%%

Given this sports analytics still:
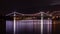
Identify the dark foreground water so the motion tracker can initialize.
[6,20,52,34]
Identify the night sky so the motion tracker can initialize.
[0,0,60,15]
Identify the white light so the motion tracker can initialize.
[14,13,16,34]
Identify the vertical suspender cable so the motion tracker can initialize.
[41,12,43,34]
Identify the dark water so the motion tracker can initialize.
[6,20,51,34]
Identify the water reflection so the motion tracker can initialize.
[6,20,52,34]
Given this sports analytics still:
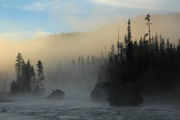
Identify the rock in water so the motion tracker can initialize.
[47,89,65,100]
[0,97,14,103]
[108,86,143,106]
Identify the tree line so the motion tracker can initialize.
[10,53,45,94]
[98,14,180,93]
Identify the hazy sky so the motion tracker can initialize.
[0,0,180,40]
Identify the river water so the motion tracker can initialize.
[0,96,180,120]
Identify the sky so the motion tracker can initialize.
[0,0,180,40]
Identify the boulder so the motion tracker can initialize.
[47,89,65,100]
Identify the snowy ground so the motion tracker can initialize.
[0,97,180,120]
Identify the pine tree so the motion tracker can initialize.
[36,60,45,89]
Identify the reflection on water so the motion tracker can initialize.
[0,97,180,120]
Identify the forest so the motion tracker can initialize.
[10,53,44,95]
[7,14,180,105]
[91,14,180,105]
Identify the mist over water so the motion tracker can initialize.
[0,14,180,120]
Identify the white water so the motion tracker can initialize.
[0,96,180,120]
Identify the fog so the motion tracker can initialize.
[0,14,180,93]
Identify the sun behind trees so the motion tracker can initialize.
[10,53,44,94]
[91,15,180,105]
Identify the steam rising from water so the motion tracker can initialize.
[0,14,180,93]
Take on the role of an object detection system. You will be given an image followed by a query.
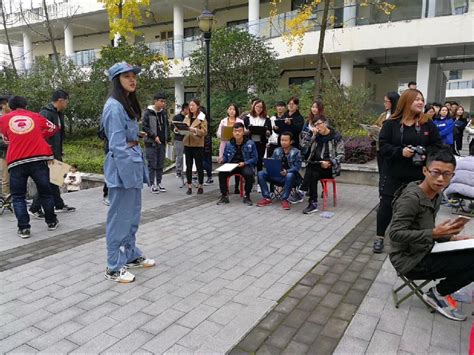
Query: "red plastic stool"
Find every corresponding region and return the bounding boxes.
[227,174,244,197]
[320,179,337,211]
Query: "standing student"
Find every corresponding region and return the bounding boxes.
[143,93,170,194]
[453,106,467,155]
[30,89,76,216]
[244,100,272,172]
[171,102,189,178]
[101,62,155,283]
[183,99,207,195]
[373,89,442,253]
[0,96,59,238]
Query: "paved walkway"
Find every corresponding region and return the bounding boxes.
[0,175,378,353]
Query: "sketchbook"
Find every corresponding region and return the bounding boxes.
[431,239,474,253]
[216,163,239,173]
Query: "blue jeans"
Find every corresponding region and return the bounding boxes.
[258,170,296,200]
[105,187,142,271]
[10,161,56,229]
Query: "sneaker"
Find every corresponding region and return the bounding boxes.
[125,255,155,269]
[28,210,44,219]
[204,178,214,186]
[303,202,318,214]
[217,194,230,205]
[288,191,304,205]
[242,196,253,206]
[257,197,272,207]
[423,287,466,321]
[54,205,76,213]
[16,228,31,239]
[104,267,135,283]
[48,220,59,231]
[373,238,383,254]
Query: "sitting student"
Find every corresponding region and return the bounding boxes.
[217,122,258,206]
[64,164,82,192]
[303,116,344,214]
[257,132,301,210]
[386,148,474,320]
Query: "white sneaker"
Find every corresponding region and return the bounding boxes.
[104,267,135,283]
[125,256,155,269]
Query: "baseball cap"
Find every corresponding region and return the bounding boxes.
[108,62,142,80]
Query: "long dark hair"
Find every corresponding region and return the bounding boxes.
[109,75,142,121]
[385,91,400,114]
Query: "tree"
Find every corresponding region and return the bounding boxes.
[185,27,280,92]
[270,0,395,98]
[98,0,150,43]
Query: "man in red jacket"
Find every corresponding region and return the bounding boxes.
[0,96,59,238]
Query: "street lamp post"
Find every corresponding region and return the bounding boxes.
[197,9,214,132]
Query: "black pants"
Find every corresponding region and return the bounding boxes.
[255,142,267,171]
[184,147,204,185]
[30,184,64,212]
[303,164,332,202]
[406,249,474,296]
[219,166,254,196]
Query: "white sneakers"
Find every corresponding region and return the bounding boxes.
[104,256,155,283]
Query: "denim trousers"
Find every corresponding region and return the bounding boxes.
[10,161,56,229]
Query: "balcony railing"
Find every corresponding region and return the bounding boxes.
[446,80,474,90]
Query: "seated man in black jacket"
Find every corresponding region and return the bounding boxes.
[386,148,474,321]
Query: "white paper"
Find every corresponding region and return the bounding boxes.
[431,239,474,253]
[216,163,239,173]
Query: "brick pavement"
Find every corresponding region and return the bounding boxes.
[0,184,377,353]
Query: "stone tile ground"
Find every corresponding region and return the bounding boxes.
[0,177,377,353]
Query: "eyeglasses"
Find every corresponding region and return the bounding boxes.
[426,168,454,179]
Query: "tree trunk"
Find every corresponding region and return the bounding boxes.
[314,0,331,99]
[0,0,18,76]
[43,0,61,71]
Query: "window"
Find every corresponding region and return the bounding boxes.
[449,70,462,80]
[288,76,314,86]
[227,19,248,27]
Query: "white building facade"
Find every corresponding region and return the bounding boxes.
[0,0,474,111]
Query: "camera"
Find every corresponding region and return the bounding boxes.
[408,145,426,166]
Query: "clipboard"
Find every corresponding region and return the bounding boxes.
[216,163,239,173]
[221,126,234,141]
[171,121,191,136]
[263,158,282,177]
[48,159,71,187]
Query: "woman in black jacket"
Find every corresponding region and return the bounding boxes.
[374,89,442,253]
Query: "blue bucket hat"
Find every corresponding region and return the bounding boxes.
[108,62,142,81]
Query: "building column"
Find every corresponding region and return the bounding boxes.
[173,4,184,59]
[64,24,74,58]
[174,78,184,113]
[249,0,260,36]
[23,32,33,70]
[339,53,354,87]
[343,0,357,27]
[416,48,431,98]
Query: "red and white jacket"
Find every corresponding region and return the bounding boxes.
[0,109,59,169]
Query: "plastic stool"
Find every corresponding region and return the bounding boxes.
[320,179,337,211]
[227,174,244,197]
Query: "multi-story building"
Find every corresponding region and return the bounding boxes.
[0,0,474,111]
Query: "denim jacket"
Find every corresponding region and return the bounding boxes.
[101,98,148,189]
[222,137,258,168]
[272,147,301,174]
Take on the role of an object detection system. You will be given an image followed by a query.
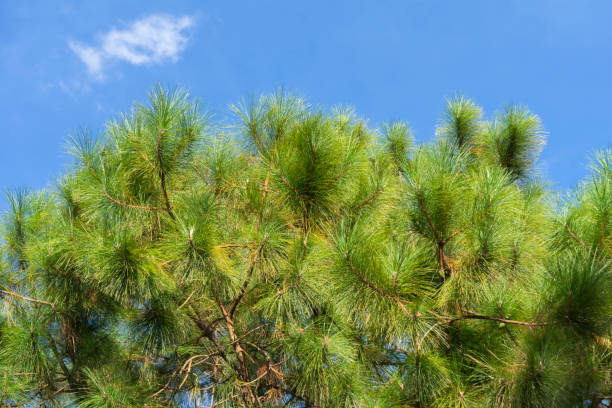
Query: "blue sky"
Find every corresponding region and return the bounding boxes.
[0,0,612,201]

%%

[TO BE DONE] Recast every line of the records above as a JSON list of strings, one string per line, with blank lines dropped. Leave the pictures out of the list.

[EXERCISE RESPONSE]
[
  "Given this sports analytics still:",
  "Identify the dark foreground water so the motion tracker can initialize.",
  "[6,20,52,34]",
  "Identify the night sky so the motion tracker can initialize.",
  "[0,0,60,15]",
  "Identify the white light so the motion tracker can initialize.",
  "[14,13,16,34]",
  "Identify the vertical suspender cable so the motion tracker can initialize.",
  "[41,12,43,34]",
  "Identify the dark water so the motion tracker can initialize.",
  "[6,20,51,34]",
  "Identify the water reflection so the motion tracker can initialize.",
  "[6,20,52,34]",
  "Given this sports analytics still:",
  "Identify the rock in water so the motion tracker can initialize.",
  "[47,89,65,100]",
  "[0,97,14,103]",
  "[108,86,143,106]",
  "Identify the tree line so the motion tracker can initialize.",
  "[10,53,45,94]",
  "[98,14,180,93]",
  "Identify the hazy sky so the motion tracker can initialize.",
  "[0,0,180,40]",
  "Identify the river water so the motion tracker can initialize.",
  "[0,96,180,120]",
  "Identify the sky so the motion tracker can initialize.",
  "[0,0,180,40]",
  "Identify the boulder so the motion tracker can initialize.",
  "[47,89,65,100]",
  "Identify the snowy ground so the motion tracker can initialize.",
  "[0,97,180,120]",
  "Identify the pine tree so the motion tracker can initialize.",
  "[36,60,45,89]",
  "Identify the reflection on water so the motion tracker can initialize.",
  "[0,97,180,120]",
  "Identify the forest so the motion tracker can initialize.",
  "[10,53,44,95]",
  "[7,14,180,105]",
  "[91,14,180,105]",
  "Identify the mist over water so the motion tracker can initialize.",
  "[0,14,180,120]",
  "Identify the white water so the motion tracker can initialize.",
  "[0,96,180,120]",
  "Identify the fog so the motion tracker can initialize.",
  "[0,14,180,93]",
  "Identify the sun behind trees so the motion tracker can initialize.",
  "[10,53,44,94]",
  "[91,15,180,105]",
  "Identify the steam rising from water so the motion tracker can initialize.",
  "[0,14,180,93]",
  "Take on the role of an object detection system. You will be given an image followed by a query.",
  "Query: \"red plastic stool\"",
  "Find every corresponding region and return the bounding boxes.",
  "[227,174,244,197]",
  "[320,179,337,211]",
  "Query: \"standing student\"",
  "Find every corresponding region and return the bounding boxes.",
  "[143,93,170,194]",
  "[453,106,467,155]",
  "[30,89,76,216]",
  "[244,100,272,172]",
  "[171,102,189,178]",
  "[101,62,155,283]",
  "[183,99,207,195]",
  "[373,89,442,253]",
  "[0,96,59,238]",
  "Query: \"paved walkway\"",
  "Find every corresponding region and return the bounding boxes.",
  "[0,175,378,353]",
  "Query: \"sketchbook\"",
  "Find every corresponding region and return the bounding boxes.",
  "[431,239,474,253]",
  "[216,163,239,173]",
  "Query: \"blue jeans\"",
  "Find every corresponding region and return the bounding boxes.",
  "[258,170,296,200]",
  "[105,187,142,271]",
  "[10,161,56,229]",
  "Query: \"sneaker\"",
  "Find every corresponding region and return the bounding boxes.",
  "[125,255,155,269]",
  "[28,210,44,219]",
  "[204,178,214,186]",
  "[303,202,318,214]",
  "[217,194,230,205]",
  "[288,191,304,205]",
  "[242,196,253,206]",
  "[257,197,272,207]",
  "[423,287,466,321]",
  "[54,205,76,213]",
  "[16,228,31,239]",
  "[104,267,135,283]",
  "[48,220,59,231]",
  "[373,238,383,254]",
  "Query: \"sitting student\"",
  "Find every corresponding region and return the bounding boxes.",
  "[217,122,258,206]",
  "[64,164,82,192]",
  "[303,116,344,214]",
  "[257,132,301,210]",
  "[386,148,474,320]",
  "Query: \"white sneaker\"",
  "Find every corresponding region and return the bounding boxes.",
  "[104,267,135,283]",
  "[125,256,155,269]",
  "Query: \"baseball cap\"",
  "Find every corresponding region and return the bounding boxes.",
  "[108,62,142,80]",
  "Query: \"long dark hair\"",
  "Find every corresponding region and return the bounding boxes.",
  "[109,75,142,121]",
  "[385,91,400,114]",
  "Query: \"tree\"",
  "Find every corresponding region and return the bounding boxes.",
  "[185,27,280,92]",
  "[270,0,395,98]",
  "[98,0,150,43]",
  "Query: \"man in red jacket\"",
  "Find every corresponding region and return the bounding boxes.",
  "[0,96,59,238]",
  "Query: \"street lamp post\"",
  "Find every corresponding region and return the bounding boxes.",
  "[197,9,214,132]",
  "Query: \"black pants\"",
  "Find every corresponding region and return the bounding boxes.",
  "[255,142,267,171]",
  "[184,147,204,185]",
  "[30,184,64,212]",
  "[303,164,332,202]",
  "[406,249,474,296]",
  "[219,166,254,196]",
  "Query: \"white sneakers\"",
  "Find every corresponding region and return the bounding boxes.",
  "[104,256,155,283]",
  "Query: \"denim trousers\"",
  "Find every corresponding region and return the bounding boxes.",
  "[10,161,56,229]",
  "Query: \"balcony railing\"",
  "Find every corresponding region and return the bounding boxes.",
  "[446,80,474,90]",
  "Query: \"seated man in black jacket\"",
  "Find every corresponding region and return the bounding boxes.",
  "[386,148,474,321]",
  "Query: \"white paper\"",
  "Find every corresponding region and return the bounding boxes.",
  "[431,239,474,253]",
  "[216,163,239,173]",
  "Query: \"brick pavement\"",
  "Find every corresponding region and return the bounding boxes.",
  "[0,184,377,353]",
  "Query: \"stone tile ground\"",
  "Find every corresponding region and return the bounding boxes.",
  "[0,177,377,353]",
  "Query: \"eyeglasses\"",
  "Find every corresponding region and return the bounding boxes.",
  "[426,168,454,179]",
  "Query: \"tree trunk\"",
  "Find every corresponding region and return the bounding boxes.",
  "[314,0,331,99]",
  "[0,0,18,76]",
  "[43,0,61,71]",
  "Query: \"window\"",
  "Find every corresponding region and return the bounding boxes.",
  "[449,70,462,80]",
  "[288,76,314,86]",
  "[227,19,248,27]",
  "Query: \"white building facade\"",
  "Find every corresponding region and return the bounding boxes.",
  "[0,0,474,111]",
  "Query: \"camera\"",
  "Find every corresponding region and return the bounding boxes.",
  "[408,145,426,166]",
  "Query: \"clipboard\"",
  "Find every corresponding region and return the bounding boxes.",
  "[216,163,239,173]",
  "[221,126,234,141]",
  "[171,121,191,136]",
  "[263,158,282,177]",
  "[48,159,71,187]",
  "Query: \"woman in black jacket\"",
  "Find every corresponding region and return the bounding boxes.",
  "[374,89,442,253]",
  "Query: \"blue bucket hat\"",
  "Find every corresponding region and return the bounding boxes.",
  "[108,62,142,81]",
  "Query: \"building column\"",
  "Find every corresponding region and return the bounding boxes.",
  "[173,4,184,59]",
  "[64,24,74,58]",
  "[174,78,184,113]",
  "[249,0,260,36]",
  "[23,32,33,70]",
  "[339,53,354,87]",
  "[343,0,357,27]",
  "[416,48,431,98]",
  "Query: \"red and white jacket\"",
  "Find every corresponding region and return the bounding boxes.",
  "[0,109,59,169]",
  "Query: \"plastic stool\"",
  "Find every corresponding region and return the bounding boxes.",
  "[320,179,337,211]",
  "[227,174,244,197]",
  "Query: \"multi-story building\"",
  "Find every corresponding region and return the bounding boxes.",
  "[0,0,474,111]",
  "Query: \"denim jacket\"",
  "Find every corresponding region and return the bounding boxes.",
  "[101,98,148,189]",
  "[222,137,258,168]",
  "[272,147,301,174]",
  "Take on the role of an object detection system. You will be given an image followed by a query.",
  "Query: \"blue sky\"",
  "Find every corresponding region and return the bounding boxes.",
  "[0,0,612,201]"
]